> Source document
Segment Open
Posted by African Press International on April 9, 2009


Photo: FAT/Government of Togo
Togo Armed Forces undertake image campaign (file photo)

LOME, 9 April 2009 (IRIN) – Four years after a massive military crackdown during a presidential election in Togo, the army is trying to change its image by offering for the first time free health care in some of the country’s poorest regions, according to its medical unit.

After a week of delivering free health care in the country’s northern Kara district from 31 March until 4 April, the army’s chief of surgery, Badjona Songne, told IRIN that health care is one way to overcome the army’s abusive reputation. “Before these [military] medical campaigns, the army has always been seen by locals as a symbol of repression – a brute force.”

As part of a 2006 peace process, Togo’s government agreed to create a truth and reconciliation commission to examine alleged human rights abuses that date back to independence in 1956. Of the more than 25,000 people recently surveyed by the UN Office of the High Commissioner for Human Rights in Togo, 70 percent said they wanted the commission to be able to punish offenders.

Health needs 

FACTS on Kara’s children 
25.2% chronic malnutrition
7.6% acute malnutrition
Source: UNICEF, 2008

The government estimates that in 2006 three-quarters of the nearly 50,000 people living in the country’s northern Kara district earned less than the US$300 government-calculated annual minimum required to cover basic needs. A quarter of Kara’s children suffer from chronic malnutrition, and more than seven percent of all children have acute malnutrition, according to a 2008 joint UN-government survey.

Military surgeon Songne told IRIN the 1,200-strong military force delivering health care, backed by 100 vehicles and a plane, was “overwhelmed” with requests. “The patients were so numerous that we could not assist everyone.”

Songne said the army, in coordination with the Ministry of Health, conducted 27,000 free consultations, performed 132 operations – of 484 requests – and vaccinated 15,000 people against yellow fever, meningitis and measles, at a cost of $130,000 funded by the Ministry of Defence.
Segment Closed
> Supplied records
Segment Open
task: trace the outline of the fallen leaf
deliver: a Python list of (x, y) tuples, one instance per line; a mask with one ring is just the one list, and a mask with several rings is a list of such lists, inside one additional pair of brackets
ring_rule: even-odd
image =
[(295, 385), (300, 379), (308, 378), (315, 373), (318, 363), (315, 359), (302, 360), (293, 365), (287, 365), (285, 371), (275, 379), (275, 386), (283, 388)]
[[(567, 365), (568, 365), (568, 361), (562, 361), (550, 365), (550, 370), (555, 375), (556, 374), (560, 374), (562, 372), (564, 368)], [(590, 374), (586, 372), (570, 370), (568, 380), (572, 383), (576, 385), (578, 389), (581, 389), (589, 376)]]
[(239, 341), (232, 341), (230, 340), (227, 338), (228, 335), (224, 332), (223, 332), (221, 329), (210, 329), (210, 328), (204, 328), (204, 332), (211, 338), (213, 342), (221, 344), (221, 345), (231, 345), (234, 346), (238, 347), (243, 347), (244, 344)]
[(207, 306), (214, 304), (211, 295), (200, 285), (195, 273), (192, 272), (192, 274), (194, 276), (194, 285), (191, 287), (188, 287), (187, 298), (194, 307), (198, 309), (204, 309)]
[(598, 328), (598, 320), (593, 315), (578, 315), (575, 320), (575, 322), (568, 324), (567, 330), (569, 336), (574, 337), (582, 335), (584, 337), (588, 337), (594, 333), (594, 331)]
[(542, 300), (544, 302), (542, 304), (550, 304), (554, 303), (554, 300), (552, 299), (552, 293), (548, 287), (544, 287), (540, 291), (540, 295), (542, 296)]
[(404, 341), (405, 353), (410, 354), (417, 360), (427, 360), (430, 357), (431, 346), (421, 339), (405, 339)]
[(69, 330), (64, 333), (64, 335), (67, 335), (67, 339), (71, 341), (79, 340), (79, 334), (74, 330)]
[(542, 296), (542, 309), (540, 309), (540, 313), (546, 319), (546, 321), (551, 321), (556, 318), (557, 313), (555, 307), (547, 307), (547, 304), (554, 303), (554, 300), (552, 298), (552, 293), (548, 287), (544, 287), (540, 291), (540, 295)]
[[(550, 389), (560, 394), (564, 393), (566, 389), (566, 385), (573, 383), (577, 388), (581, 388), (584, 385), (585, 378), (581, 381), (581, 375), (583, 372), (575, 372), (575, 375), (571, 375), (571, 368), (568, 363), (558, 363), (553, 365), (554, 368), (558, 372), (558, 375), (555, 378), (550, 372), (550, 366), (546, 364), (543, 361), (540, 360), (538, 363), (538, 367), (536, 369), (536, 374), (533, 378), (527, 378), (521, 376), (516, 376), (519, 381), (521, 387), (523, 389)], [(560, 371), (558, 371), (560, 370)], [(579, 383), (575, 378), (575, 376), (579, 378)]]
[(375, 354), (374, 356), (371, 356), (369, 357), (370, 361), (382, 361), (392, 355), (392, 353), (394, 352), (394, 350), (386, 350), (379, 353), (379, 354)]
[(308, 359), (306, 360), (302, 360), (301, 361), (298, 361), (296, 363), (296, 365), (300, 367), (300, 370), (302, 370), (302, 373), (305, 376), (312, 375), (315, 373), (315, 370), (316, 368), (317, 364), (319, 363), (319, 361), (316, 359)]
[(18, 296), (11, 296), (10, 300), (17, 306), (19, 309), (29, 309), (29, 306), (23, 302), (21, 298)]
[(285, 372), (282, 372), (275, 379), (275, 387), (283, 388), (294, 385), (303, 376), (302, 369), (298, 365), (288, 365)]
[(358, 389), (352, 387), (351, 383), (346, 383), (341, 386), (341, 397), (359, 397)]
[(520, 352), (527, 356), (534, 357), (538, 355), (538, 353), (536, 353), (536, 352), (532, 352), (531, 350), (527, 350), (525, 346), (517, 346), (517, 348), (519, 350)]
Segment Closed
> Directions
1. Rewrite the article on the Togo army's health campaign from "As part of a" up to and including "joint UN-government survey.", putting "national reconciliation commission" in place of "truth and reconciliation commission".
2. Extend the article on the Togo army's health campaign past its final sentence.

> Solved tasks
1.
As part of a 2006 peace process, Togo’s government agreed to create a national reconciliation commission to examine alleged human rights abuses that date back to independence in 1956. Of the more than 25,000 people recently surveyed by the UN Office of the High Commissioner for Human Rights in Togo, 70 percent said they wanted the commission to be able to punish offenders.

Health needs 

FACTS on Kara’s children 
25.2% chronic malnutrition
7.6% acute malnutrition
Source: UNICEF, 2008

The government estimates that in 2006 three-quarters of the nearly 50,000 people living in the country’s northern Kara district earned less than the US$300 government-calculated annual minimum required to cover basic needs. A quarter of Kara’s children suffer from chronic malnutrition, and more than seven percent of all children have acute malnutrition, according to a 2008 joint UN-government survey.

2.
The World Health Organization (WHO) representative in Togo, Kadri Tankari, told IRIN he sees no problem with the military delivering health care. “In most African countries the national health systems are very weak and Ministries of Health [government]-based institutions cannot do it alone.”

He said given the “magnitude” of health problems in Togo, the military working with the Health Ministry can help. “Military-owned facilities could provide useful support especially in remote areas,” Tankari said.

According to the government in 2006 almost seven of every 100 babies died in childbirth, 49 percent of births were unattended and there was less than one doctor per 10,000 residents – the minimum recommended by WHO to guarantee basic health service.

''…Reconciliation is a process that consists of many elements and not just isolated acts …''

Togo’s army surgeon Songne told IRIN he would like to see local leaders turning to the military for free care, which he said the military will continue to offer in location s to be determined. “We want, for example, one day a canton chief to get up a nd say ‘these hernias and goitres [lymph node swelling] – I no longer want to see them in my canton.’” He said it is his “dream” that civilians would come to trust the army.

For Ajavon Zeus, president of the NGO Collective of Associations against Impunity in Togo (CASIT), establishing trust is a long process. “Reconciliation is a process that consists of many elements and not just isolated acts.” Zeus told IRIN that CASIT is preparing hundreds of lawsuits related to alleged military abuses during the 2005 crackdown.